▶ **Exercise**: What is needed is an exact copy of the line that contains "Thank you for this photo. Would you kindly tag the utility" and of all later lines to the end of the records below, with no other lines.

▶ **Image-grounded pointing data**:
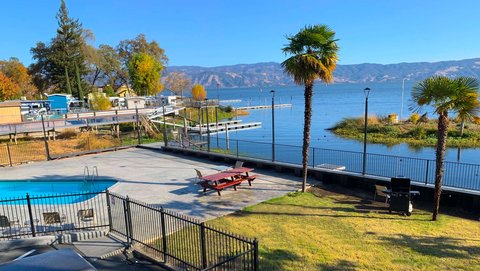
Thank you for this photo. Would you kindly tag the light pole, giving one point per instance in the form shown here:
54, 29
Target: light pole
216, 112
208, 126
403, 90
367, 92
273, 124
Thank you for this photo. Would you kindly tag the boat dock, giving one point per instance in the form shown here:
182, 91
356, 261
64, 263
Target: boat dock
262, 106
225, 126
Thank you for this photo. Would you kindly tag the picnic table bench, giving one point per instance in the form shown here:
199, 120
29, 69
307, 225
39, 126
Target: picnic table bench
228, 178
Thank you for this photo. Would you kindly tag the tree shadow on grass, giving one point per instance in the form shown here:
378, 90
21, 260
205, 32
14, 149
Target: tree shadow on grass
343, 265
277, 259
441, 247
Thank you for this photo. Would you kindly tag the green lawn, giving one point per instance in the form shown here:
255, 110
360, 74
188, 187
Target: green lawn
329, 231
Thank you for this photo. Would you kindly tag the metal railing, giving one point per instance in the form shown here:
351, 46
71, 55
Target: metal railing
179, 241
32, 216
173, 239
456, 175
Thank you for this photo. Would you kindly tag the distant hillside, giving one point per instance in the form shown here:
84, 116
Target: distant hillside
271, 74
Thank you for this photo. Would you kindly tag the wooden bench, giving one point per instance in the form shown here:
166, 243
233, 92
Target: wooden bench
223, 184
250, 179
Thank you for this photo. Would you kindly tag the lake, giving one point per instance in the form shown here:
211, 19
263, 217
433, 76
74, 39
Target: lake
331, 103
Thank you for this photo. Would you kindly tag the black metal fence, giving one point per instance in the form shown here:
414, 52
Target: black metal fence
457, 175
179, 241
173, 239
32, 216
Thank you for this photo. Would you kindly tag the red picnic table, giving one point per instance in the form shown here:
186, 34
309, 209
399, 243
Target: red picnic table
227, 178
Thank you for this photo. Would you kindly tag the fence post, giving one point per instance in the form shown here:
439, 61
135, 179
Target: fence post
109, 210
237, 147
9, 154
32, 225
426, 173
255, 254
203, 245
127, 221
130, 224
164, 234
47, 151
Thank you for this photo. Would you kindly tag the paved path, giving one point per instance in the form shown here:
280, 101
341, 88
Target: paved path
162, 179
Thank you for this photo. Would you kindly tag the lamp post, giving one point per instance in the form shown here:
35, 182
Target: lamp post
216, 113
208, 126
403, 90
367, 92
273, 124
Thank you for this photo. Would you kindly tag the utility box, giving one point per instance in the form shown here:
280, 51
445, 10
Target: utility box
10, 112
135, 102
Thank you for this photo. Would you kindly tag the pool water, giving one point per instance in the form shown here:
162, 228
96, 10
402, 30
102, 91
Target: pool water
15, 189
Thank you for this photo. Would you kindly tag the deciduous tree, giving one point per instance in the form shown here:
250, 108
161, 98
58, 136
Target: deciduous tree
8, 88
177, 82
145, 74
198, 92
15, 70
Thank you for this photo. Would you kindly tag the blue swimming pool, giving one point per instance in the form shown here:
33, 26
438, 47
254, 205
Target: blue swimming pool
15, 189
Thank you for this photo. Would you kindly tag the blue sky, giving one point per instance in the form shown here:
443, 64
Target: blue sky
225, 32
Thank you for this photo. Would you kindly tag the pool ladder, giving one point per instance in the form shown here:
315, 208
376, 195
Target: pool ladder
87, 176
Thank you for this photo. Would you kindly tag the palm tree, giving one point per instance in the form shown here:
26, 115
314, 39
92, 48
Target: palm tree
445, 95
314, 56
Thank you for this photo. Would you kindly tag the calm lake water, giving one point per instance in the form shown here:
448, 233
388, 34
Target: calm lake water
331, 104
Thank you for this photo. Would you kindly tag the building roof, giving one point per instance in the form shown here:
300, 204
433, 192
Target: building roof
10, 104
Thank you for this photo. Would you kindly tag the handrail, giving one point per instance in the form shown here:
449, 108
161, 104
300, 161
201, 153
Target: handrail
86, 173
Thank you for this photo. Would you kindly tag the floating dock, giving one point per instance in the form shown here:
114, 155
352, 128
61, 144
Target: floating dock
262, 106
225, 126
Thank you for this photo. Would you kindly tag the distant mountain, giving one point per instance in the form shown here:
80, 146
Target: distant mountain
271, 73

▶ **Answer to this problem**:
Thank you for this photo. Would you kindly tag the utility box, giving one point per instance in the form shown here:
280, 51
445, 10
Target: utility box
10, 112
135, 102
Thank you for this photo. Would you kindly tag the pool water, giving one point per instance in the form shown here:
162, 228
96, 10
402, 30
102, 91
Target: pool water
15, 189
Thank you for this photo. Would you kindly tag the deciduous tree, giving one point per instance in the form shown here:
250, 108
161, 98
58, 136
Target: deciduous tree
8, 88
177, 82
145, 74
198, 92
15, 70
Thank you for this photo. Would you kindly tag the blue swimming pool, giving one point per instance in the form shown here:
33, 26
438, 47
254, 205
Target: blue swimming pool
15, 189
Thank you for this photo. Would you kindly tag the blue sky, giving one point per instance in the form shown here:
443, 64
Target: blue sky
225, 32
Thank you for this photo. Would you kindly tag the pool ladder, giving one point per instance in the form shown here:
315, 208
376, 195
Target: pool ladder
87, 176
Thank you for this photo. Would you kindly tag the palm tree, giving one point per instance in the form shown here:
26, 115
314, 39
92, 48
Target: palm tree
445, 95
314, 56
Thank you for this photo. Would you kindly tag the calm lake water, giving one point per instance in the form shown here:
448, 233
388, 34
Target: calm lake water
331, 104
Thank you for this photo. Would you kindly tag the building roof, giving one point per instance in the form shown here:
300, 204
433, 192
Target: building roof
10, 104
Thank you for this photo. Would you kindly tag the handrail, giving one point per instance in the form shown here:
449, 108
161, 104
300, 161
201, 153
Target: handrail
86, 173
Thank you for this photo. Would you kindly tag the floating dock, giving one point per instance in the form shown here:
114, 155
352, 128
61, 144
Target: floating dock
262, 106
225, 126
Thank you for this photo. Would you kindly tag the distant mountain, giving one point per instance in the form shown here:
80, 146
Target: distant mountain
271, 73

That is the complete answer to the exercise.